Start of Supplied data
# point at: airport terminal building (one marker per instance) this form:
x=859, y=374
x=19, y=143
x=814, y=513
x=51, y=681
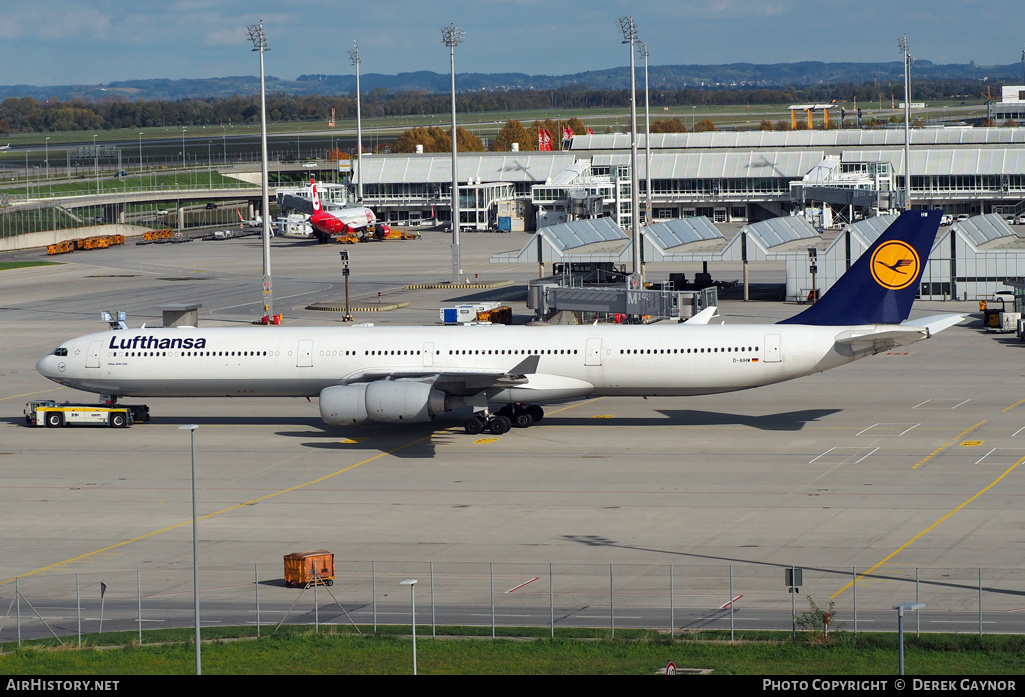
End of Supplied data
Pull out each row above that contains the word "marker". Match case exactly.

# point at: airport terminal building (one marker per instance) this form:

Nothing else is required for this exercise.